* _Selected text_
>> begin
TIDMSEQI
RNS Number : 7670Z
Sequoia Economic Infra Inc Fd Ld
22 May 2019
THIS ANNOUNCEMENT IS NOT FOR RELEASE, DISTRIBUTION OR
PUBLICATION, DIRECTLY OR INDIRECTLY, IN, INTO OR FROM THE UNITED
STATES (INCLUDING TO U.S. PERSONS, AS SUCH TERM IS DEFINED UNDER
REGULATION S OF THE US SECURITIES ACT OF 1933, AS AMED, THE
"SECURITIES ACT"), CANADA, AUSTRALIA, NEW ZEALAND, JAPAN OR THE
REPUBLIC OF SOUTH AFRICA OR ANY OTHER JURISDICTION IN WHICH SUCH
PUBLICATION OR DISTRIBUTION WOULD BE UNLAWFUL.
22 May 2019
Sequoia Economic Infrastructure Income Fund Limited (the
"Company" or "SEQI")
Increase in Dividend Target
The Board of SEQI (the "Board"), the specialist investor in
economic infrastructure debt, is pleased to announce that it has
increased the Company's dividend target from the current level of 6
pence per ordinary share of no par value (the "Shares") per annum,
to target a dividend of 6.25 pence per Share per annum (payable
quarterly).
The increase of the Company's dividend target of approximately
4.1 per cent. takes into account the increase in the Company's net
asset value ("NAV") from 98.0 pence per Share following its IPO in
March 2015 to the latest available NAV of 102.6 pence per Share
(excluding the dividend declared in respect of the quarter ended 31
March 2019). In absence of any unforeseen circumstances, it is
expected that the first dividend to be declared under the new
target will be in respect of the quarter ending 30 June 2019.
The Company will continue to target growth in its NAV per Share
of between one and two per cent. per annum over the long term.
Robert Jennings, Chairman of SEQI commented:
"SEQI has performed well since its IPO in March 2015 and has met
its existing dividend target while growing its NAV by over 4 per
cent.. Accordingly, the Board has decided that it would be
appropriate to rebase the Company's dividend target to reflect the
underlying growth in its asset value since launch.
The Board believes that the investment opportunity in the
economic infrastructure debt market remains compelling and we are
confident of the Company's ability to generate attractive returns
for shareholders without compromising the risk profile of our
portfolio."
>> end
Return the passage of the dividend announcement that opens with the words containing "The increase of" and closes with "the long term.", copied word for word. The items stand apart from the dividend announcement and have no connection to it.

* _Listed records_
>> begin
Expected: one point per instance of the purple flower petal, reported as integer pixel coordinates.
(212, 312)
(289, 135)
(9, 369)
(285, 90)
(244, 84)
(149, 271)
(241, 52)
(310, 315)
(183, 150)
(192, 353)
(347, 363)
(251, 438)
>> end
* _Response below_
The increase of the Company's dividend target of approximately
4.1 per cent. takes into account the increase in the Company's net
asset value ("NAV") from 98.0 pence per Share following its IPO in
March 2015 to the latest available NAV of 102.6 pence per Share
(excluding the dividend declared in respect of the quarter ended 31
March 2019). In absence of any unforeseen circumstances, it is
expected that the first dividend to be declared under the new
target will be in respect of the quarter ending 30 June 2019.
The Company will continue to target growth in its NAV per Share
of between one and two per cent. per annum over the long term.